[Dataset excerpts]

───

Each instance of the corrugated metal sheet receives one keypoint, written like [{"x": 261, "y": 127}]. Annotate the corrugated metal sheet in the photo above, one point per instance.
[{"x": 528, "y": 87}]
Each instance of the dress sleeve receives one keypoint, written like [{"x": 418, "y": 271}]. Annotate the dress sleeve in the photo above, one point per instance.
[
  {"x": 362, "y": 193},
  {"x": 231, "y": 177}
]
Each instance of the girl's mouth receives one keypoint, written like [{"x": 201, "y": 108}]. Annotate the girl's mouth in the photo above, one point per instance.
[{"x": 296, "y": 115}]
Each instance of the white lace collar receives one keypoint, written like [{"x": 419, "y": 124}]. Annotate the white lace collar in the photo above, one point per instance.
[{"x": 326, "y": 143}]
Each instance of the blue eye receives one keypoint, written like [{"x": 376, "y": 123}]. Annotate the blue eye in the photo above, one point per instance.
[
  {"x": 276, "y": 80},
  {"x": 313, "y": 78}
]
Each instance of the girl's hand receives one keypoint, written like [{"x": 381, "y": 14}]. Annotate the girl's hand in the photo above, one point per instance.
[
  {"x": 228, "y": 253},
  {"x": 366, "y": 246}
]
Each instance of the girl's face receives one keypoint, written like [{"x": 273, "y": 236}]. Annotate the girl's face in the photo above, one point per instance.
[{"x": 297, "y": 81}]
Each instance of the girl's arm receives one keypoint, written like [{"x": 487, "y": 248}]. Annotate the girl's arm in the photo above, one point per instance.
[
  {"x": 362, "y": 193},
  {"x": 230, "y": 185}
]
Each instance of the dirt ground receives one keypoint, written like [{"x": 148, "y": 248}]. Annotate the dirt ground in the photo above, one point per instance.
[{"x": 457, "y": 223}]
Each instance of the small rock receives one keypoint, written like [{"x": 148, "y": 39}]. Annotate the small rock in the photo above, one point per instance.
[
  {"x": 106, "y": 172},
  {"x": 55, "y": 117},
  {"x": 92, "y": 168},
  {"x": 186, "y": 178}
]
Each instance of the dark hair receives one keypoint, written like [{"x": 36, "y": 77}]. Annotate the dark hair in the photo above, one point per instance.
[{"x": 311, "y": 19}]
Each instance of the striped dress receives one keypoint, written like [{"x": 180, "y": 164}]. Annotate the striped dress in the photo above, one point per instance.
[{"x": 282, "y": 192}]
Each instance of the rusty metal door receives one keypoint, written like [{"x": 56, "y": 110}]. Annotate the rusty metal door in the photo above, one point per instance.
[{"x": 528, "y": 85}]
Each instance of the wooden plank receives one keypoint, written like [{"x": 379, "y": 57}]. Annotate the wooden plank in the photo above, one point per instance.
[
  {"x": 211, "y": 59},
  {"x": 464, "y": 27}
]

───

Your answer must be the complete data, repeated word for word.

• Exercise solution:
Each instance of the corrugated metal sheet receives one keypoint, written like [{"x": 261, "y": 127}]. Annotate the corrugated metal sheet in the photo above, one point per instance.
[{"x": 528, "y": 87}]
Each instance of the dress sleeve receives one keypoint, written like [{"x": 418, "y": 271}]. Annotate the dress sleeve in the photo above, one point per instance.
[
  {"x": 362, "y": 193},
  {"x": 231, "y": 177}
]
Each instance of the girl's mouth receives one keypoint, written like [{"x": 201, "y": 108}]. Annotate the girl's mouth in the photo above, one point per instance.
[{"x": 296, "y": 115}]
Each instance of the white lace collar receives one keypoint, written like [{"x": 419, "y": 124}]. Annotate the white lace collar in the photo above, one point per instance.
[{"x": 326, "y": 143}]
Each instance of the blue eye receives one keypoint, written like [{"x": 376, "y": 123}]. Annotate the blue eye in the photo above, one point per instance.
[
  {"x": 276, "y": 80},
  {"x": 313, "y": 78}
]
Each instance of the girl's hand receives one keypoint, written like [{"x": 381, "y": 14}]. Annotate the girl's hand in the photo above, one point per instance.
[
  {"x": 228, "y": 253},
  {"x": 366, "y": 246}
]
Each instance of the girl's face receives one keypoint, written like [{"x": 273, "y": 236}]. Annotate the girl's face in the photo above, one point per instance.
[{"x": 297, "y": 81}]
Each instance of the girl's arm receives one keypoint, written like [{"x": 487, "y": 248}]. Annotate the girl's arm in the photo above, one point per instance.
[
  {"x": 362, "y": 193},
  {"x": 230, "y": 185}
]
Each instance of the dirt ground receives one keypoint, written like [{"x": 148, "y": 248}]. Annotate the dirt ground in the photo above, one point per instance.
[{"x": 457, "y": 223}]
Each instance of the small rock receives one keypoint, written like [{"x": 148, "y": 39}]. Annotate the small rock in the photo above, one point per instance.
[
  {"x": 106, "y": 172},
  {"x": 55, "y": 117},
  {"x": 92, "y": 168},
  {"x": 186, "y": 178}
]
Each instance of the dark hair receives one keypoint, written like [{"x": 36, "y": 77}]. Annotate the dark hair in the photo above, one point per instance.
[{"x": 311, "y": 19}]
Each instance of the striped dress receives one keypoint, written like [{"x": 180, "y": 164}]. Annotate the striped dress in the photo above, one point per instance.
[{"x": 282, "y": 192}]
Each instance of the rusty metal door receives one keypoint, written like [{"x": 56, "y": 110}]. Annotate the rusty metal door in the photo above, one point per instance.
[{"x": 528, "y": 85}]
Each instance of the wooden plank receives one keypoint, written like [{"x": 379, "y": 57}]. Annotate the wooden plank in the photo above, one point per instance.
[
  {"x": 211, "y": 59},
  {"x": 464, "y": 27}
]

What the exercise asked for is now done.